■ Potongan Teks
——
Setelah shalat, setiap jamaah menyibukkan diri dengan dzikir, do’a dan merendahkan diri kepada Allah azza wa jalla. Sebaiknya berdo’a dengan mengangkat kedua tangan dan menghadap kiblat hingga terbenamnya matahari. Demikian seperti yang dilakukan Nabi shallallahu ‘alaihi wa sallam.
Karena itu, setiap jamaah hendaknya tidak menyia-nyiakan kesempatan yang agung ini. Hendaknya ia mengulang-ulang serta memperbanyak do’a, juga hendaknya ia bertaubat kepada Allah dengan taubat yang sejujur-jujurnya.
Nabi shallallahu ‘alaihi wa sallam bersabda:
“Tidak ada hari yang ketika itu Allah lebih banyak membebaskan hamba dari (siksa) Neraka selain hari Arafah. Dan sungguh ia telah dekat, kemudian Allah membanggakan mereka di hadapan para malaikat, seraya berfirman, ‘Apa yang mereka kehendaki?’” (HR. Muslim)
Wukuf di Arafah merupakan rukun yang harus Anda lakukan dalam haji, sehingga sangat penting untuk diperhatikan tahap demi tahapnya. Beberapa hal yang suka luput pada jamaah haji di arafah ialah:
6. Bermalam di Muzdalifah
Jika matahari telah tenggelam pada hari Arafah maka para jamaah meninggalkan Arafah menuju Muzdalifah dengan tenang, diam dan tidak berdesak-desakan. Jika telah sampai Muzdalifah ia shalat Maghrib dan Isya’ secara jama’ qashar dengan satu adzan dan dua iqamat.
Diharamkan mengakhirkan shalat Isya’ hingga lewat pertengahan malam, berdasarkan sabda Nabi shallallahu ‘alaihi wa sallam:
وَوَقْتُ صَلاَةِ الْعِشَاءِ إِلَى نِصْفِ اللَّيْلِ الأَوْسَطِ
“Waktu Isya’ adalah sampai pertengahan malam.” [HR. Muslim].
Jika ia takut akan lewatnya waktu, hendaknya ia shalat Maghrib dan Isya’ di tempat mana saja, meskipun di Arafah.
Lalu ia bermalam di Muzdalifah hingga terbit fajar. Kemudian ia shalat Shubuh di awal waktunya, lalu menuju Masy’aril Haram, yaitu bukit yang berada di Muzdalifah, jika hal itu memungkinkan baginya. Jika tidak, maka seluruh Muzdalifah adalah mauqif (tempat berhenti yang disyari’atkan). Di Masy’aril Haram hendaknya ia menghadap kiblat dan memanjatkan pujian kepada Allah, bertakbir, mengesakan dan berdo’a kepadaNya.
Jika pagi telah tampak sangat menguning, sebelum terbit matahari, para jamaah berangkat menuju Mina dengan mengumandangkan talbiyah, hingga melempar jumrah aqabah.
——
■ Isi Data
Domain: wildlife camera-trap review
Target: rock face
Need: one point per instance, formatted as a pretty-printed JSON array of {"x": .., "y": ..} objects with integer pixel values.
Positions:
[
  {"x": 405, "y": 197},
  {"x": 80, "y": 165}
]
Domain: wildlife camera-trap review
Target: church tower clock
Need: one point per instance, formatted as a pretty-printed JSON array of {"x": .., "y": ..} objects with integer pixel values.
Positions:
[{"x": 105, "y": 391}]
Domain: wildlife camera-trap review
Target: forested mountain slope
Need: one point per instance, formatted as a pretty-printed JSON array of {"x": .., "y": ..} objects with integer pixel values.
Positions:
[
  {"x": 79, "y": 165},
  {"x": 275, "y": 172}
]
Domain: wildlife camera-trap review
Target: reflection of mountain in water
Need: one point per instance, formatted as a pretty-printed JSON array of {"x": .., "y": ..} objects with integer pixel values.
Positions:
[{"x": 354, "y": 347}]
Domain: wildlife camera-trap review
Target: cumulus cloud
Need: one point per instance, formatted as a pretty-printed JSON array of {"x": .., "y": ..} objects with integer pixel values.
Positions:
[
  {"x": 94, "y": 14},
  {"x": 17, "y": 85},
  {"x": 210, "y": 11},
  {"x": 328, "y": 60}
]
——
Teruskan teks tentang tata cara haji dari Arafah hingga Muzdalifah, mulai setelah kalimat terakhirnya.

■ Jawaban Latihan
Adapun bagi orang-orang yang lemah dan para wanita maka mereka dibolehkan langsung menuju Mina pada akhir malam. Hal itu berdasarkan hadits Ibnu Abbas radhiyallahu anhu, ia berkata:
“Nabi Shallallahu ‘alaihi wa sallam mengutusku ketika akhir waktu malam dari rombongan orang-orang (di Muzdalifah) dengan membawa perbekalan Nabiullah Shallallahu ‘alaihi wa sallam.” (HR. Muslim)
7. Melempar jumrah di Hari Raya Qurban
Pada hari ini jamaah diwajibkan melempar jumrah aqabah dengan tujuh batu kerikil dan dengan secara berurutan. Cara melakukannya dengan mengangkat tangan Anda dan mengucapkan takbir setiap kali melempar batu kerikil. Disunnahkan ia menghadap ke jumrah dan menjadikan Makkah berada di sebelah kirinya dan Mina berada di sebelah kanannya.
Waktu melempar jumrah aqabah bagi mereka yang kuat (fisiknya) adalah dimulai dari setelah terbitnya matahari. Hal itu berdasarkan hadis Ibnu Abbas radhiyallahu anhu, ia berkata:
“Rasulullah shallallahu ‘alaihi wa sallam mendahulukan kami anak-anak Bani Abdul Muththalib pada malam Muzdalifah dengan mengendarai keledai, maka Rasulullah shallallahu ‘alaihi wa sallam menepuk paha-paha kami seraya bersabda:
“Wahai anak-anakku, jangan kalian melempar jumrah sehingga matahari terbit.” (HR. Abu Daud, dalam Shahih Sunan Abi Daud)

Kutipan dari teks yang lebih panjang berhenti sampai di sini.